#### SOURCE PASSAGE ####

Together they plan to develop applications for better diagnosing and treating childhood diseases. Up first are diseases that affect the brain. They will focus the work on diagnostic accuracy in pediatric brain scans.

Every day, tens of thousands of children undergo medical imaging. At Boston Children's alone, nearly a thousand imaging studies are performed each day.

For general radiologists and pediatric imagers alike, the rapid changes in the body that occur as part of normal childhood development can pose challenges to accurately differentiating normal from abnormal.

Boston Children's and GE Healthcare will employ the high-volume computing power of the GE Health Cloud and the clinical knowledge of radiologists at Boston Children's to develop a decision support platform that can distinguish the large variability in brain MRI scans.  

The system will be pre-loaded with normative reference scans from children of different ages for doctors worldwide to use as a benchmark when reading scans of pediatric patients.

"Interpreting pediatric brain scans requires a specific understanding of the developing brain," said Richard Robertson, MD, radiologist-in-chief at Boston Children's, in a statement. "Since most pediatric imaging is not performed in children's hospitals by specialists, this new digital tool, once available, will provide non-specialists with access to knowledge and expertise to help effectively diagnose children."

####

USING THE INFORMATION:
#1 According to the passage on pediatric brain imaging, roughly how many imaging studies does Boston Children's perform each day?
#2 Extend the passage on pediatric brain imaging from its last sentence.

#### DATA SUPPLIED ####

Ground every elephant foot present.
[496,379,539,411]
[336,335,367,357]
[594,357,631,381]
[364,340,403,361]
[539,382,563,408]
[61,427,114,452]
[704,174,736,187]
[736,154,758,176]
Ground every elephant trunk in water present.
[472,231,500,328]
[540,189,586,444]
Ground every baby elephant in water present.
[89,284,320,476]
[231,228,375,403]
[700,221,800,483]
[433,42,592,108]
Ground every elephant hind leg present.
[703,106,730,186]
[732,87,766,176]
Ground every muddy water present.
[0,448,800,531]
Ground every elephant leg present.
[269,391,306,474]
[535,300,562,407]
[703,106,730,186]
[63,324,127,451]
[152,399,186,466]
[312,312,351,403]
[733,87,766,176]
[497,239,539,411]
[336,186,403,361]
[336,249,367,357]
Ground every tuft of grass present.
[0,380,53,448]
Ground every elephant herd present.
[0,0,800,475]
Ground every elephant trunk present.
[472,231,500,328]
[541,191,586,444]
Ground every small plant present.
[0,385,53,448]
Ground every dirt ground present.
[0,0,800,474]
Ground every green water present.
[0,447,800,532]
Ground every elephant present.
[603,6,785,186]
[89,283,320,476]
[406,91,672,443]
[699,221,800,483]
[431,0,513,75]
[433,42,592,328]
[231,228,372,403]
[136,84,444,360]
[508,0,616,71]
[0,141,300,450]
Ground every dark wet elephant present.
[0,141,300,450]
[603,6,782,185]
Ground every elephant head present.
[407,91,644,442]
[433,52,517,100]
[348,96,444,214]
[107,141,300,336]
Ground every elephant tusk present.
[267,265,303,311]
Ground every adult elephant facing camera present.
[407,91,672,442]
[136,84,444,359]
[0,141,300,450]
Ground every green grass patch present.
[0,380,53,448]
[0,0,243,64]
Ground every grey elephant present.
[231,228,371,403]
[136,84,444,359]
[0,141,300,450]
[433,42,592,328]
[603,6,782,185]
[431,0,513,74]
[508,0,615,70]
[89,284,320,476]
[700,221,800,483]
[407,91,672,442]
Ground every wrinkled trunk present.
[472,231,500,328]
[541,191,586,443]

####

RESPONSES:
#1 Nearly a thousand imaging studies each day.

#2
"Pediatric brain scans of children under the age of four can be particularly tricky to read because the brain is rapidly developing during this period of childhood," added Sanjay Prabhu, MD, pediatric neuroradiologist at Boston Children's. "Since pediatric neuroradiologists are very scarce, we approached GE Healthcare to collaborate on the development of digital tools to help physicians of varying expertise read the scans."

During infancy and childhood, complicated disorders, especially when affecting the brain symmetrically, may be misinterpreted as normal brain maturation, the radiologists explained. Conversely, normal expected developmental changes are sometimes misinterpreted as pathologic leading to unnecessary follow-on imaging or other diagnostic tests, which can be expensive, stressful and inconvenient to the child and family.